— WORK INSTRUCTIONS —
Repeat each entry in full, exactly.
* BEGIN EXTRACTED MATERIAL *
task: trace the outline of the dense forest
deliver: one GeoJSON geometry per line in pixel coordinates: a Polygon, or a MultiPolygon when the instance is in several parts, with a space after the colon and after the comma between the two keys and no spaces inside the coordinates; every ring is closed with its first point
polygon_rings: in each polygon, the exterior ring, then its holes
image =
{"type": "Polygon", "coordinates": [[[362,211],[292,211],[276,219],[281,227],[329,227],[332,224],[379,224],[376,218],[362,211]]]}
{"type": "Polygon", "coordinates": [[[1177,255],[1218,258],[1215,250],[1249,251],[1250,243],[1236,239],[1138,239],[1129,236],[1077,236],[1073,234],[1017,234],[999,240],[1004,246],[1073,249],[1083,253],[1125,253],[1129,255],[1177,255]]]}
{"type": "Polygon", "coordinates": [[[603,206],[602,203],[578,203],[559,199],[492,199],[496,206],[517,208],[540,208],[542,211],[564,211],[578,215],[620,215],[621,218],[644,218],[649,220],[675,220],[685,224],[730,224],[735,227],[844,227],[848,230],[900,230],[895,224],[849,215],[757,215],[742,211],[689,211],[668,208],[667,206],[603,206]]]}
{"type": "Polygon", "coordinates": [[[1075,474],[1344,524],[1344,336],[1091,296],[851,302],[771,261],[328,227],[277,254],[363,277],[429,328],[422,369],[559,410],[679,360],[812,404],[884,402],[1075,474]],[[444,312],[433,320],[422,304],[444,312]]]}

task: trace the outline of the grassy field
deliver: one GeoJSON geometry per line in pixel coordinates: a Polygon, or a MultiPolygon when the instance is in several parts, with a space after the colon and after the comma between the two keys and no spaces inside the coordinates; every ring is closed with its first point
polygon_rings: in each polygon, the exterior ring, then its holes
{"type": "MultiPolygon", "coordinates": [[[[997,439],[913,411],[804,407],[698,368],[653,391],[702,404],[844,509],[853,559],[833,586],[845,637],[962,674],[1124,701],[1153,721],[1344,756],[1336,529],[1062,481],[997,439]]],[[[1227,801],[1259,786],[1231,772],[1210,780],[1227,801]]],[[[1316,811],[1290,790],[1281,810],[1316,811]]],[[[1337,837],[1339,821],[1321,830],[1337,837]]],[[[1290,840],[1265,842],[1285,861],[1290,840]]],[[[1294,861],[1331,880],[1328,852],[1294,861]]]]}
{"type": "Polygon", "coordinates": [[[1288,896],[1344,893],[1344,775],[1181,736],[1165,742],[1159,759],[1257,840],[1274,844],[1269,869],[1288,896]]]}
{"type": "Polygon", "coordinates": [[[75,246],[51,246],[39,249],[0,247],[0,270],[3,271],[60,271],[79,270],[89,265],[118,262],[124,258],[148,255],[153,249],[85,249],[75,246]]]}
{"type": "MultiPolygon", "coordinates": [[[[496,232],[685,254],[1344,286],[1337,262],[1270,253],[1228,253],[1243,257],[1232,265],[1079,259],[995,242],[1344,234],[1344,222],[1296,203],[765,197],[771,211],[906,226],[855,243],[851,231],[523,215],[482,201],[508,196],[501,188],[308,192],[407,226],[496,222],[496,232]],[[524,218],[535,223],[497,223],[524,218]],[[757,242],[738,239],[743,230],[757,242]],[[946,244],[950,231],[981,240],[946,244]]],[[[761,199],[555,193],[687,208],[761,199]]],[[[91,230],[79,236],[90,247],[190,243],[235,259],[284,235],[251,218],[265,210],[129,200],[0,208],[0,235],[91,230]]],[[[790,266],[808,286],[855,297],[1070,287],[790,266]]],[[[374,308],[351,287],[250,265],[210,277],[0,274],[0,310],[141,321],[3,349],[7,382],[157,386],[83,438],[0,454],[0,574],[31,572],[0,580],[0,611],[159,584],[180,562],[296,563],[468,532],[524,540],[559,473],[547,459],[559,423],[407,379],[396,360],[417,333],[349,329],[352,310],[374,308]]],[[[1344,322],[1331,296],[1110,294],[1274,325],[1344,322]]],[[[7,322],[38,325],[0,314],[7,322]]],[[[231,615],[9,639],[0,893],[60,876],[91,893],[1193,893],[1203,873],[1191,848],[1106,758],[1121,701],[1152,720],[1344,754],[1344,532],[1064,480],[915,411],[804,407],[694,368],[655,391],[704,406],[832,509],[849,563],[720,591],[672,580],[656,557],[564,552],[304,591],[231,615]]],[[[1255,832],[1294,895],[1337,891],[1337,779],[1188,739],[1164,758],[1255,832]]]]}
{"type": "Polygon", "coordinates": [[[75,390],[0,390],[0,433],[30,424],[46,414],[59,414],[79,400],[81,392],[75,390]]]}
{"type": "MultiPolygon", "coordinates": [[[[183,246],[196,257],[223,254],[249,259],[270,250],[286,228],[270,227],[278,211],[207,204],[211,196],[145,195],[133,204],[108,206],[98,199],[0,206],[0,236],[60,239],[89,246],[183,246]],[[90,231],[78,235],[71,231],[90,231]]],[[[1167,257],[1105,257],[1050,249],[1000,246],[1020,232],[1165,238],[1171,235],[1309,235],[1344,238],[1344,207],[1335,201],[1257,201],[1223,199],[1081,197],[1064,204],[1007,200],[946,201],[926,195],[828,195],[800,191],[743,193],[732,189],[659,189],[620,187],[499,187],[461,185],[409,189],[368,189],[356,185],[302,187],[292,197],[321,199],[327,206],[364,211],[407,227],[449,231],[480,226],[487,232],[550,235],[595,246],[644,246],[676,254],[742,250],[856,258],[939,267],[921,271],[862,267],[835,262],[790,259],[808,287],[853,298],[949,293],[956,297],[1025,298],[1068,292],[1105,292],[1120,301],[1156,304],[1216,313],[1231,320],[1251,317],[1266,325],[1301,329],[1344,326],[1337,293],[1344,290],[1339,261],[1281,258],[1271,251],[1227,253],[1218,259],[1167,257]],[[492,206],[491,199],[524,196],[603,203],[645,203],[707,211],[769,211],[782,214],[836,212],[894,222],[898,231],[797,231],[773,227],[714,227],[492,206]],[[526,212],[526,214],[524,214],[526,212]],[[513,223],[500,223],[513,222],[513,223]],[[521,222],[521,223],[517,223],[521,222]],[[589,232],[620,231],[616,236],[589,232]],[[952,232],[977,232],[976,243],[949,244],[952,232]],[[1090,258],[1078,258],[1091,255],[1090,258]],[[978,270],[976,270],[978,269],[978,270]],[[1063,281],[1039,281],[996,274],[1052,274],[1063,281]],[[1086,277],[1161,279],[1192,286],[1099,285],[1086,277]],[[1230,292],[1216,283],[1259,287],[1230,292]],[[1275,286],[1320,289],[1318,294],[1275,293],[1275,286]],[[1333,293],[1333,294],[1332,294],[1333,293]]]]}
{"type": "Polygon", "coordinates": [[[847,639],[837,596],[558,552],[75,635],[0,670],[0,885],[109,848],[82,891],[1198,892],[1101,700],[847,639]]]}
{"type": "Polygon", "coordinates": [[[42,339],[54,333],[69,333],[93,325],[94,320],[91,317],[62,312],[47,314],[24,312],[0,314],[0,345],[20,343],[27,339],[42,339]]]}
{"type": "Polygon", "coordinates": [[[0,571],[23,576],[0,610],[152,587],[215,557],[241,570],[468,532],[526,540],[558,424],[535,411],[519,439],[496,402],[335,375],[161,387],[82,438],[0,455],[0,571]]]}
* END EXTRACTED MATERIAL *
— TASK RESULT —
task: trace the outline of the dense forest
deliver: one GeoJSON geometry per line in pixel coordinates: a Polygon, or a MultiPolygon when the instance is in several parts, with a space after the colon and after the comma between the two keys and no spaces inside the coordinates; every ring is closed with its first point
polygon_rings: in each polygon, the exterior ring, then its holes
image =
{"type": "Polygon", "coordinates": [[[362,211],[292,211],[276,219],[281,227],[329,227],[332,224],[379,224],[376,218],[362,211]]]}
{"type": "Polygon", "coordinates": [[[1177,255],[1218,258],[1215,250],[1249,251],[1250,243],[1236,239],[1138,239],[1129,236],[1077,236],[1073,234],[1017,234],[999,240],[1004,246],[1073,249],[1083,253],[1125,253],[1129,255],[1177,255]]]}
{"type": "Polygon", "coordinates": [[[603,206],[602,203],[578,203],[559,199],[492,199],[496,206],[517,208],[540,208],[542,211],[564,211],[578,215],[620,215],[621,218],[644,218],[649,220],[675,220],[685,224],[730,224],[735,227],[844,227],[848,230],[900,230],[895,224],[849,215],[757,215],[742,211],[689,211],[668,208],[667,206],[603,206]]]}
{"type": "Polygon", "coordinates": [[[1075,474],[1344,524],[1344,336],[1091,296],[851,302],[771,261],[328,227],[277,254],[363,277],[429,328],[422,369],[559,410],[679,360],[812,404],[884,402],[1075,474]],[[444,312],[433,320],[422,304],[444,312]]]}

task: trace the outline of the grassy field
deliver: one GeoJSON geometry per line in pixel coordinates: a Polygon, or a MultiPolygon when the instance is in several parts, with a space after the colon and after the comma between the two keys and no spaces inside the coordinates; every ring is closed with its first point
polygon_rings: in each polygon, the exterior ring, then its holes
{"type": "MultiPolygon", "coordinates": [[[[997,439],[913,411],[804,407],[698,368],[653,391],[702,404],[844,509],[853,559],[833,586],[845,637],[962,674],[1124,701],[1153,721],[1344,756],[1336,529],[1062,481],[997,439]]],[[[1227,801],[1259,786],[1231,772],[1210,780],[1227,801]]],[[[1316,811],[1290,790],[1281,810],[1316,811]]],[[[1337,837],[1339,821],[1321,830],[1337,837]]],[[[1290,840],[1265,842],[1285,861],[1290,840]]],[[[1294,861],[1331,880],[1328,852],[1294,861]]]]}
{"type": "Polygon", "coordinates": [[[1288,896],[1344,893],[1344,775],[1181,736],[1165,742],[1159,759],[1257,840],[1274,844],[1269,869],[1288,896]]]}
{"type": "Polygon", "coordinates": [[[75,246],[51,246],[39,249],[0,247],[0,270],[3,271],[60,271],[79,270],[89,265],[118,262],[124,258],[148,255],[153,249],[85,249],[75,246]]]}
{"type": "MultiPolygon", "coordinates": [[[[496,232],[685,254],[1344,286],[1337,262],[1270,253],[1228,253],[1243,257],[1232,265],[1079,259],[995,242],[1344,234],[1344,222],[1296,203],[765,197],[771,211],[906,226],[855,243],[851,231],[523,215],[482,201],[508,196],[501,188],[308,192],[407,226],[496,222],[496,232]],[[524,218],[535,223],[497,223],[524,218]],[[757,242],[738,239],[743,230],[757,242]],[[946,244],[950,231],[981,240],[946,244]]],[[[761,199],[555,193],[687,208],[761,199]]],[[[91,230],[79,236],[90,247],[190,243],[235,259],[284,235],[251,218],[265,210],[129,200],[0,208],[0,235],[91,230]]],[[[790,266],[808,286],[855,297],[1070,287],[790,266]]],[[[374,308],[351,287],[250,265],[210,277],[0,274],[0,310],[141,321],[3,349],[7,382],[157,386],[83,438],[0,454],[0,574],[31,572],[0,580],[0,611],[159,584],[180,562],[296,563],[468,532],[524,540],[559,473],[547,459],[559,423],[407,379],[396,360],[417,333],[349,329],[352,310],[374,308]]],[[[1344,322],[1331,296],[1110,294],[1274,325],[1344,322]]],[[[7,322],[38,325],[0,314],[7,322]]],[[[231,615],[9,639],[0,893],[60,876],[91,893],[1193,893],[1203,873],[1191,848],[1106,758],[1121,701],[1152,720],[1344,754],[1344,532],[1064,480],[915,411],[804,407],[694,368],[655,391],[704,406],[832,509],[849,563],[720,591],[672,580],[656,557],[564,552],[304,591],[231,615]]],[[[1255,832],[1294,895],[1337,891],[1337,779],[1188,739],[1164,758],[1255,832]]]]}
{"type": "Polygon", "coordinates": [[[75,390],[0,390],[0,433],[30,424],[46,414],[59,414],[79,400],[81,392],[75,390]]]}
{"type": "MultiPolygon", "coordinates": [[[[183,246],[196,257],[223,254],[249,259],[270,250],[286,228],[270,227],[278,211],[207,204],[211,196],[145,195],[133,204],[108,206],[98,199],[0,206],[0,236],[60,239],[89,246],[183,246]],[[90,231],[78,235],[71,231],[90,231]]],[[[1167,257],[1105,257],[1050,249],[1000,246],[1020,232],[1165,238],[1171,235],[1309,235],[1344,238],[1344,207],[1335,201],[1257,201],[1223,199],[1081,197],[1064,204],[1007,200],[946,201],[926,195],[828,195],[800,191],[743,193],[732,189],[659,189],[620,187],[499,187],[461,185],[409,189],[368,189],[356,185],[302,187],[292,197],[321,199],[327,206],[364,211],[407,227],[449,231],[480,226],[487,232],[550,235],[595,246],[644,246],[676,254],[742,250],[856,258],[939,267],[921,271],[862,267],[835,262],[790,259],[808,287],[853,298],[949,293],[956,297],[1025,298],[1068,292],[1105,292],[1120,301],[1156,304],[1216,313],[1231,320],[1251,317],[1266,325],[1301,329],[1344,326],[1337,293],[1344,290],[1339,261],[1281,258],[1271,251],[1227,253],[1218,259],[1167,257]],[[492,206],[491,199],[524,196],[603,203],[645,203],[707,211],[769,211],[782,214],[836,212],[894,222],[898,231],[797,231],[773,227],[714,227],[492,206]],[[526,212],[526,214],[524,214],[526,212]],[[513,223],[500,223],[513,222],[513,223]],[[521,222],[521,223],[517,223],[521,222]],[[589,232],[620,231],[616,236],[589,232]],[[952,232],[977,232],[976,243],[949,244],[952,232]],[[1090,258],[1078,258],[1091,255],[1090,258]],[[978,270],[976,270],[978,269],[978,270]],[[1063,281],[1039,281],[996,274],[1052,274],[1063,281]],[[1086,277],[1161,279],[1192,286],[1099,285],[1086,277]],[[1230,292],[1216,283],[1259,287],[1230,292]],[[1275,286],[1320,289],[1318,294],[1275,293],[1275,286]],[[1333,293],[1333,294],[1332,294],[1333,293]]]]}
{"type": "Polygon", "coordinates": [[[847,639],[837,596],[558,552],[75,635],[0,670],[0,885],[109,848],[82,891],[1198,892],[1101,700],[847,639]]]}
{"type": "Polygon", "coordinates": [[[42,339],[54,333],[69,333],[93,325],[94,320],[91,317],[62,312],[47,314],[24,312],[0,314],[0,345],[20,343],[27,339],[42,339]]]}
{"type": "Polygon", "coordinates": [[[0,571],[23,576],[0,610],[152,587],[215,557],[241,570],[468,532],[526,540],[558,424],[535,411],[519,439],[496,402],[335,375],[161,387],[82,438],[0,455],[0,571]]]}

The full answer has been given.